* Given request A *
Can you quote the talk transcript, starting with "And a little" and going on through "come out of it."?

And it goes through the philosophical widening of the Madhyamaka school And it goes through the concept of language and form of the Yogacara school and becomes Zen practice. Something like that happened. That's a real quick sketch. I'm not through, but go ahead. No, no, go ahead. Yes, but this is also possible to find in the Thich Nhat Hanh text. Can you find in the Thich Nhat Hanh? No, I can't find practice aspects in the Thich Nhat Hanh text.

[38:35]

When I read this word and first time I read it, interbeing. And that's a new word for me in German. I know Interbielen somewhere in English, but if I say it in German, it's new. I know Intercity and Interregion. But Intersein is new. And I get Intersein, so I can practice in Sazen. Can I translate that? Yes. Interbeing, I may have heard sometimes, but it reminds me of interregio, intercity, but interbeing in German, intersein, in fact, I haven't heard, and this is a new word for me, and it becomes practicable. It's a new word in English, too. Yes. And I can use this word as a practice, intersein. And then vielleicht noch so ein kleiner Satz, dies ist, weil jenes ist, und dies ist nicht, weil jenes nicht ist.

[39:46]

And a little sentence, this is because that is, and this is not because that is not. And for me this is clearly a possible entry into these twelve stories. And as I read on, And this is a possible entry into these 12 links, and this is where I get a possible access for my practice or within my practice. On the other hand, I am also 100% sure that when I get my Interseine out of this experience, I will never say to these individual sub-points, yes, this is now so and so, and I experience all of this. The philosophy helps me and I can say, okay, these points, these crazy things that come out of it.

Dataset items:
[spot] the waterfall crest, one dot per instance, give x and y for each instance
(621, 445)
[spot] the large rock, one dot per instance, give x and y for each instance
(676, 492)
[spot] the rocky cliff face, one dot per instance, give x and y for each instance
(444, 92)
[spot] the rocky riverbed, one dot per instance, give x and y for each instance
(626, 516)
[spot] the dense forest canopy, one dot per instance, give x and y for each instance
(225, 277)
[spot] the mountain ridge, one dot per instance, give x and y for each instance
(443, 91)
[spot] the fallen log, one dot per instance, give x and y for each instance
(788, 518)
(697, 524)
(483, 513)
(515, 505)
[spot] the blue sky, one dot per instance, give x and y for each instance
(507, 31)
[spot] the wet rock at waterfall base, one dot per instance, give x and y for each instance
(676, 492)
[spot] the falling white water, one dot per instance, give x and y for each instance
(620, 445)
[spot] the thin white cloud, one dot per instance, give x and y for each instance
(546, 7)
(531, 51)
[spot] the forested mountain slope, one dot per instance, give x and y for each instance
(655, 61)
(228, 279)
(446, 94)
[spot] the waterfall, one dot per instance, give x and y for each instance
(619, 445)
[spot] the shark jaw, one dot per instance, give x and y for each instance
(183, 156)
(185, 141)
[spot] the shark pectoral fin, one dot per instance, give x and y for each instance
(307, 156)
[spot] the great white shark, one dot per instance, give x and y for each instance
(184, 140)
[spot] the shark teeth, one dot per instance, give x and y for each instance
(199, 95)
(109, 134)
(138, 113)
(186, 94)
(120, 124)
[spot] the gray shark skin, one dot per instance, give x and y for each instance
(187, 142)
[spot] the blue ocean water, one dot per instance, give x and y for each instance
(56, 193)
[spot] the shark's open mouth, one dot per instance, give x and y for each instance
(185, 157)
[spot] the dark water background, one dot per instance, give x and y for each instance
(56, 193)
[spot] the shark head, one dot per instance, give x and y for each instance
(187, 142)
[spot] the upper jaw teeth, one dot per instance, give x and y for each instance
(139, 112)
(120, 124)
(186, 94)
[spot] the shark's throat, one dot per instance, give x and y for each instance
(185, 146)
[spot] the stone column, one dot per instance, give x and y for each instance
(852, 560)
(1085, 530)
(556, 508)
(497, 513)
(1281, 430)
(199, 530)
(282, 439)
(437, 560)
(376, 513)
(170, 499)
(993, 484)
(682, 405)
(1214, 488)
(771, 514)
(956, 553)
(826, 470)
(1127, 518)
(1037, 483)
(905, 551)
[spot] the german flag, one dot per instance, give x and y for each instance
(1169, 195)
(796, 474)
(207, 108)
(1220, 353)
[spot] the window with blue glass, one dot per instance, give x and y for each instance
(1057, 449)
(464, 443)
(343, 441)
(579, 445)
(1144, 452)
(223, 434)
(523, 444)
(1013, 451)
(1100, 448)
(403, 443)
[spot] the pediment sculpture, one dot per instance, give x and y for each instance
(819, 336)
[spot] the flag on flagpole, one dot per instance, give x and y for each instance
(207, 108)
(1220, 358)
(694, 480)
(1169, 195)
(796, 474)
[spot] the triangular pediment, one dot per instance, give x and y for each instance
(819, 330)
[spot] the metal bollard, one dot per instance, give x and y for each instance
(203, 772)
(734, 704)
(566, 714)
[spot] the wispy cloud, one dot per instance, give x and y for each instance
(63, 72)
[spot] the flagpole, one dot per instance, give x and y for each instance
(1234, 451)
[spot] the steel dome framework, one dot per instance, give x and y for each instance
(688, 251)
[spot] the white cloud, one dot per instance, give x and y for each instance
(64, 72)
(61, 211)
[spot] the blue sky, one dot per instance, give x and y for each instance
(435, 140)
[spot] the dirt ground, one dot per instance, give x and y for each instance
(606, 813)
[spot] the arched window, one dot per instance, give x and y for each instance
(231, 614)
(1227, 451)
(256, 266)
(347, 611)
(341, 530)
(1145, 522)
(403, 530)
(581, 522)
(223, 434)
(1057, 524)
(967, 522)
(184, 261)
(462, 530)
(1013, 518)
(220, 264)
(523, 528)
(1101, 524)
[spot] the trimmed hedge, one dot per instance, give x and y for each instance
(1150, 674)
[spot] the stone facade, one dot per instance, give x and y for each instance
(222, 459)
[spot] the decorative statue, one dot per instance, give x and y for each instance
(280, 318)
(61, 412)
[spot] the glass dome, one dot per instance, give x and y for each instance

* Given request B *
Could you put the records into a numbered list, starting with the line with "[spot] the decorative" and going on through the final line of the records, leaving out any blank lines?

* Finished answer A *
And a little sentence, this is because that is, and this is not because that is not. And for me this is clearly a possible entry into these twelve stories. And as I read on, And this is a possible entry into these 12 links, and this is where I get a possible access for my practice or within my practice. On the other hand, I am also 100% sure that when I get my Interseine out of this experience, I will never say to these individual sub-points, yes, this is now so and so, and I experience all of this. The philosophy helps me and I can say, okay, these points, these crazy things that come out of it.

* Finished answer B *
1. [spot] the decorative statue, one dot per instance, give x and y for each instance
2. (280, 318)
3. (61, 412)
4. [spot] the glass dome, one dot per instance, give x and y for each instance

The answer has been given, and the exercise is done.